Present every line of the records below as a numbered list, skipping any blank lines and leaving out the pictures.
* START Material *
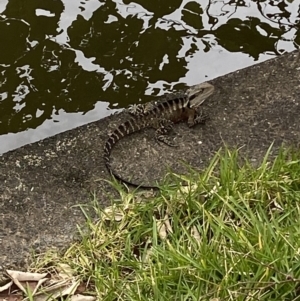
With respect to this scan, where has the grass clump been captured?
[34,145,300,301]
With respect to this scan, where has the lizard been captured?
[104,82,214,188]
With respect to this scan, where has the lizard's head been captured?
[186,83,214,108]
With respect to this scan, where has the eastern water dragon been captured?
[104,83,214,188]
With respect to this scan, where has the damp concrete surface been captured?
[0,52,300,271]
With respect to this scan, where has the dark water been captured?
[0,0,300,153]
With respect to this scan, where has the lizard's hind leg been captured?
[155,119,176,147]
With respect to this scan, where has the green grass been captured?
[31,148,300,301]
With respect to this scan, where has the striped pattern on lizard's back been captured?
[104,83,214,188]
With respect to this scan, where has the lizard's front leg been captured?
[155,119,176,146]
* END Material *
__Finished task__
1. With respect to this scan, where has the grass clump been captured?
2. [34,145,300,301]
3. With respect to this scan, where has the lizard been captured?
4. [104,82,214,188]
5. With respect to this scan, where has the lizard's head been captured?
6. [186,83,214,108]
7. With respect to this scan, where has the eastern water dragon been captured?
8. [104,83,214,188]
9. With respect to this scan, where has the damp concrete surface been captured?
10. [0,52,300,271]
11. With respect to this scan, where has the dark water been captured?
12. [0,0,300,153]
13. With respect to this scan, where has the lizard's hind leg been captured?
14. [155,119,176,147]
15. With respect to this scan, where has the green grass been captured?
16. [31,148,300,301]
17. With respect to this scan, where has the striped pattern on lizard's back been captured?
18. [104,83,214,188]
19. With respect to this scan, where has the lizard's front leg been captured?
20. [155,119,176,146]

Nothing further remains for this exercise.